GOAL:
Please report how many lines in the records below contain the word "camel". Give only the number.

══ RECORDS FOR PROCESSING

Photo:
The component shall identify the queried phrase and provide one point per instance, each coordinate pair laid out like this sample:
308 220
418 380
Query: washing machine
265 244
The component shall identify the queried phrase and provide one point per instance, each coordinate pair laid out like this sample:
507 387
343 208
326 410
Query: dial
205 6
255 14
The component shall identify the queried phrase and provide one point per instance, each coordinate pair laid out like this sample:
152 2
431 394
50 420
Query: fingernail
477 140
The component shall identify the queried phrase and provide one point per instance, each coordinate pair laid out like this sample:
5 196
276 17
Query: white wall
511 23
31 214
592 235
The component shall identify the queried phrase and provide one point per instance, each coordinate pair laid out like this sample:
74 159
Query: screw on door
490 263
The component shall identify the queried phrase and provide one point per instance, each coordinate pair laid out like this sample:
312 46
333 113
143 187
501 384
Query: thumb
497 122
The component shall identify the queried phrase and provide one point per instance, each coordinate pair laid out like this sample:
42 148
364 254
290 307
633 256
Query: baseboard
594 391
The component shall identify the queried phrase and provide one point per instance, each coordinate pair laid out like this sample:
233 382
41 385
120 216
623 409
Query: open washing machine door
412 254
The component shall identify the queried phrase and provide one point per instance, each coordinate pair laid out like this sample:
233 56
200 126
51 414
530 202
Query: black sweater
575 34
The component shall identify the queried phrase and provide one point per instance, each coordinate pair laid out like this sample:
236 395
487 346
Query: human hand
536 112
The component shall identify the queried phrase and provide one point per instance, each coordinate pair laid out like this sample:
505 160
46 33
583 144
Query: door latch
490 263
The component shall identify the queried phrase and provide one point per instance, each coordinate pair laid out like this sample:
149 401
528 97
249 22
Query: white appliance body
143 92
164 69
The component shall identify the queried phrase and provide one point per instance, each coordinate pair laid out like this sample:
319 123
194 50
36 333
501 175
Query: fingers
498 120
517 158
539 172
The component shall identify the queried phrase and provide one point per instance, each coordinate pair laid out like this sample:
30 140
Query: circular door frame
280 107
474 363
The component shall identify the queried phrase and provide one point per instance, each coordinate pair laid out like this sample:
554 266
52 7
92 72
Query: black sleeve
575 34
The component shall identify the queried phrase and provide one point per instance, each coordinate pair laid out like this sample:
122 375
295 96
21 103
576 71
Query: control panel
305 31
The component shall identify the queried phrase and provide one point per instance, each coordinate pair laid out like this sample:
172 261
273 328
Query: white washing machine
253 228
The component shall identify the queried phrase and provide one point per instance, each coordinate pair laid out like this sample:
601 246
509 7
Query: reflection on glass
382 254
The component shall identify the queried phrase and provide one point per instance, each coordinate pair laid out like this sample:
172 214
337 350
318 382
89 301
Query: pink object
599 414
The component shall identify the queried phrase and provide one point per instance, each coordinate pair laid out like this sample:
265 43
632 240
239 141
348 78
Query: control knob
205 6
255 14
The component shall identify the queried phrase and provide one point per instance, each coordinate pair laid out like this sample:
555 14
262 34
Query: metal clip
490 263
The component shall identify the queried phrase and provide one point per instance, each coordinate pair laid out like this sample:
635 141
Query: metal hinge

════
══ RECORDS FOR PROCESSING

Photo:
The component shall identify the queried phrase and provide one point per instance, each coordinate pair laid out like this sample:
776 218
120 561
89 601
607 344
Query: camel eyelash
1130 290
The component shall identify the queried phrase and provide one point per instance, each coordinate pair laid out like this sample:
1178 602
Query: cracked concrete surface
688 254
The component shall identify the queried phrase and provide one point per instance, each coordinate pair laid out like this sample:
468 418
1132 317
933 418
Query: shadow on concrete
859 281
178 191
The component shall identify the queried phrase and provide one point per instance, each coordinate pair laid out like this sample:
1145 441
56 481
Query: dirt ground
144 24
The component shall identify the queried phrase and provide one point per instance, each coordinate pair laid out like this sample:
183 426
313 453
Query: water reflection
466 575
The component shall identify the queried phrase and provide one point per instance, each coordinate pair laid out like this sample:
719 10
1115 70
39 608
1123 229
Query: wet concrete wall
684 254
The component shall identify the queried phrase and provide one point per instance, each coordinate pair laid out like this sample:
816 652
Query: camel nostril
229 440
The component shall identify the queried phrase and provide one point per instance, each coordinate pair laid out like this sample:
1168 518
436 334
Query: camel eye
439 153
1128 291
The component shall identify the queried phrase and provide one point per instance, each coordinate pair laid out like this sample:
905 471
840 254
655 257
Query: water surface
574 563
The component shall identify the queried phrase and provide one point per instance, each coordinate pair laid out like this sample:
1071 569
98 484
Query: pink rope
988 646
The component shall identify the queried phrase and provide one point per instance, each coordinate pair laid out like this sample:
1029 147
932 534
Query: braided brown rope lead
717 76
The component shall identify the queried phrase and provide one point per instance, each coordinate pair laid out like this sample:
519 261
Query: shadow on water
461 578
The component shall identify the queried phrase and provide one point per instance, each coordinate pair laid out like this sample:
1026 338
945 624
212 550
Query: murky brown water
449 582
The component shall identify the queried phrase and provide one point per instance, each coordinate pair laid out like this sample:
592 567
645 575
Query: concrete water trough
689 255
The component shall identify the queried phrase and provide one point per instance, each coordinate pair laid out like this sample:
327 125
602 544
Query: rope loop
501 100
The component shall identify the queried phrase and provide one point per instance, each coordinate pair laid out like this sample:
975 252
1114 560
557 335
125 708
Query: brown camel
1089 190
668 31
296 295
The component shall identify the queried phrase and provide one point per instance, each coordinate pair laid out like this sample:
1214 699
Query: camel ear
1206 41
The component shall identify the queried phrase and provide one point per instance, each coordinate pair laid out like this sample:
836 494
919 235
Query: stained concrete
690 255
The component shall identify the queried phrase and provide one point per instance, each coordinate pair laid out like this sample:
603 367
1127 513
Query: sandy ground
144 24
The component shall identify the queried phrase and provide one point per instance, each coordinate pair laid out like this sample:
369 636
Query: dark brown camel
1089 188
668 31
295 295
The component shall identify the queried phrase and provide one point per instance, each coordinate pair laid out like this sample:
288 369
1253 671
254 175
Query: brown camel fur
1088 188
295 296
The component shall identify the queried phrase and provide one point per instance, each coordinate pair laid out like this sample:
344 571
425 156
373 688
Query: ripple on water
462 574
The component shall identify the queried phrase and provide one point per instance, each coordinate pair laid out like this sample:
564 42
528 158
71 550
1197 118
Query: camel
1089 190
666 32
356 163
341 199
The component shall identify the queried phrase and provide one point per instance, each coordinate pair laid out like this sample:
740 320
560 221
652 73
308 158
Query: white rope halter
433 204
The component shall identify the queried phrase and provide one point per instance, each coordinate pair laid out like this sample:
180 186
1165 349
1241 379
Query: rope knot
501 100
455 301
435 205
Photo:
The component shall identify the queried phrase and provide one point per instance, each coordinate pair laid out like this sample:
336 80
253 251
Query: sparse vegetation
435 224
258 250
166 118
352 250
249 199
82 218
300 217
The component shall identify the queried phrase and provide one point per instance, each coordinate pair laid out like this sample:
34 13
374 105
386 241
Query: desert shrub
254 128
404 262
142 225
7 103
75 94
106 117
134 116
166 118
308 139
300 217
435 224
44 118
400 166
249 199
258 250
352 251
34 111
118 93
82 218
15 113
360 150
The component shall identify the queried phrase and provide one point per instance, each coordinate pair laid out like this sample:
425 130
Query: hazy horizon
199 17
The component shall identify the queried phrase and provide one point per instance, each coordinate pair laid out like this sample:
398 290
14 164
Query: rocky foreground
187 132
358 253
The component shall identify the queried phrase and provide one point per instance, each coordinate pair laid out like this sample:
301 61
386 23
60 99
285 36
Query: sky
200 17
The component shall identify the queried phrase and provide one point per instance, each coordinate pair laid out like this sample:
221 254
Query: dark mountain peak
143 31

════
══ RECORDS FOR PROCESSING

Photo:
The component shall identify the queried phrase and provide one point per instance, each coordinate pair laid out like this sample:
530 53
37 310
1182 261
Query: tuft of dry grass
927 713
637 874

════

ANSWER TO THE TASK:
8